Reproduce the passage of Christian Parisod's research profile below that starts at "Biscutella laevigata presents" and ends at "as post-glacial immigrants.", keeping it word for word.

EXTRACT TO READ:
*****

Christian Parisod

Research interests:
 

Research interests:

My scientific interest is mainly to better understand plant evolution and survival strategies in the broadest possible perspective. Therefore, I've been particularly interested by plant population biology and especially population genetics.
I first made a little "detour" into the Bryophytes life style, because these fascinating organisms are understudied. I worked on the ecology of arable field's bryophyte flora (Parisod, C. & Streiff, A., 2001) Then, I turned to the population biology of two introduced population of Sarracenia purpurea L. in the canton de Vaud. Population genetic survey together with field pollination experiment, allow us to get insights about the way this carnivorous species reacted to introduction in Switzerland until it presents a weedy behaviour (Parisod, Trippi & Galland, 2004).


PhD Project:

Keywords : Alpine Plant Phylogeography, Auto-polyploidy, Pleistocene glaciation survival, Post-glacial recolonisation, Disperseal, Biscutella laevigata (Brassicaceae), AFLP, PCR-RFLPs of cpDNA, GIS modelling.

I'm now involved in a PhD research about the impact of auto-polyploidy on post-glacial recolonisation ability on post-glacial recolonisation ability of Biscutella leavigata (Brassicaceae) under the supervision of Prof. Nicole Galland.

Biscutella laevigata presents two cytotypes which derive from one another by auto-polyploidy. Since Manton's work (1934), the (2n=18) populations are thought to be interglacial relicts that survive Pleistocene vicissitudes in ice-free parts of the Alps while (2n=36) populations are interpreted as post-glacial immigrants.

Since both diploids and polyploids have been detected in putative perialpine refugia, the principal aim of this study is to better understand the Pleistocene-Holocene history of Biscutella laevigata in the western Alps. as well as to precise the polypoidization mechanisms. A multiscale phylogeographic approach is undertaken by molecular means with cpDNA (PCR-RFLP) and AFLP markers which should enable us to infer glacial refugia and principal migration roads, as well as to precise the polypoid origins. At a local scale, both diploid and polyploid population systems are investigated and compared to get insight about their biology and respective adventages.

In collaboration with the MODIPLANT project and with Stéphane Joost (LASIG, EPFL), some emphasis is put on gene dispersal in the real landscape by coupling a genetic point of view with a spatial one. A GIS-based approach allows to provide predictive habitat maps as likelihood spaces for B. laevigata. Transportation vector maps (wind, gravity, hydrography) overlayed with these areas reveal genes migration pathways (Joost & Parisod, 2004). Identifying genes migration pathways will be of great interest for biodiversity management and conservation purposes, as well as for topics related to plant distribution and evolution under changing climate.

*****

EXERCISE DATA:
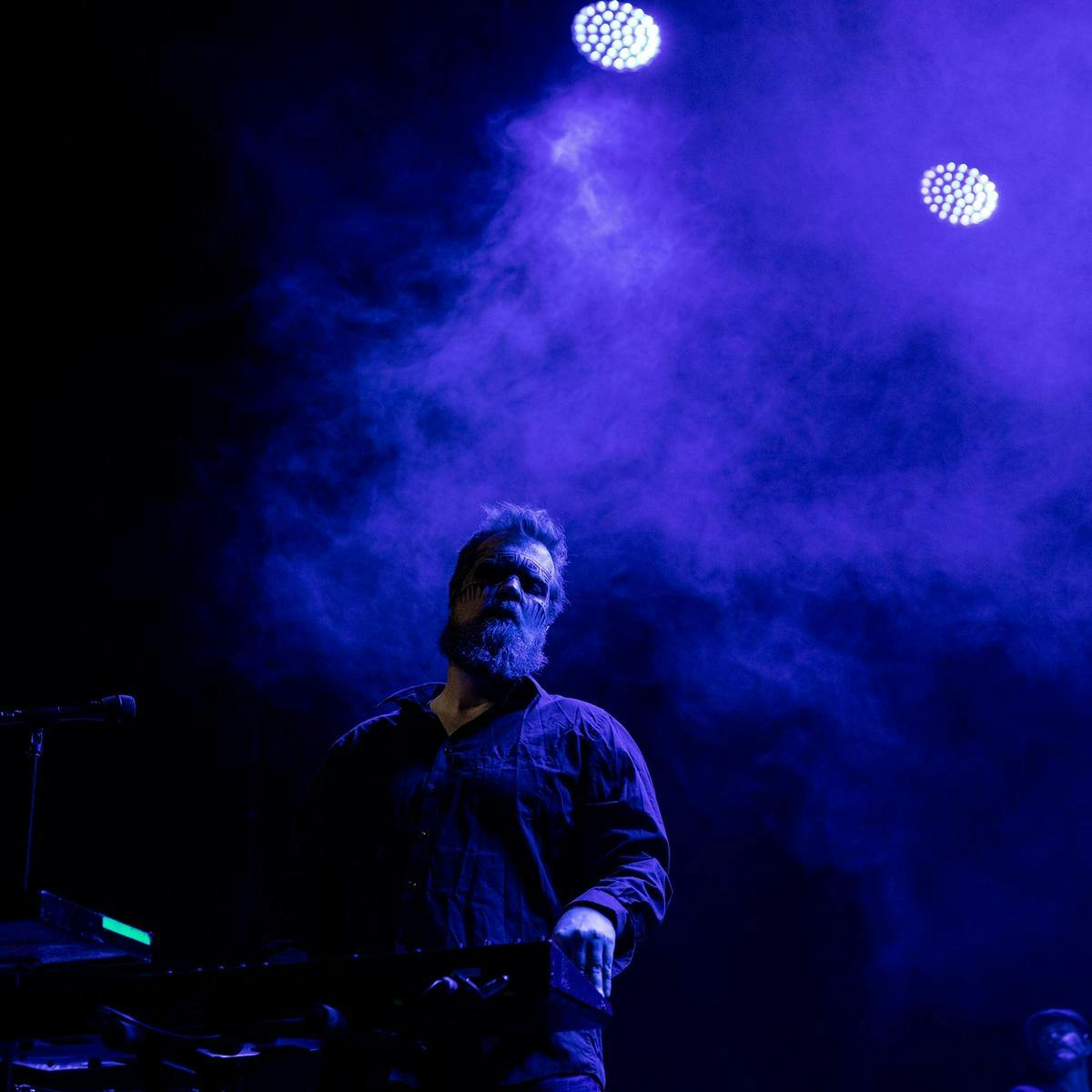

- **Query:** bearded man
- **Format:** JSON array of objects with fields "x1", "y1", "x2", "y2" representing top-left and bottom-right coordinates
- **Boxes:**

*****

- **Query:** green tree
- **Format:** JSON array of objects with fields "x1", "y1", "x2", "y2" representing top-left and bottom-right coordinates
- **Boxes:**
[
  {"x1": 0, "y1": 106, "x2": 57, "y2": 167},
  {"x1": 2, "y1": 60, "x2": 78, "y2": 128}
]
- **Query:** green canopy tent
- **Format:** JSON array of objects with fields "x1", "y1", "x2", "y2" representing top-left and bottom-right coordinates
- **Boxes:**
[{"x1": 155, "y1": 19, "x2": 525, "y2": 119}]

*****

SOLVED PROBLEM:
Biscutella laevigata presents two cytotypes which derive from one another by auto-polyploidy. Since Manton's work (1934), the (2n=18) populations are thought to be interglacial relicts that survive Pleistocene vicissitudes in ice-free parts of the Alps while (2n=36) populations are interpreted as post-glacial immigrants.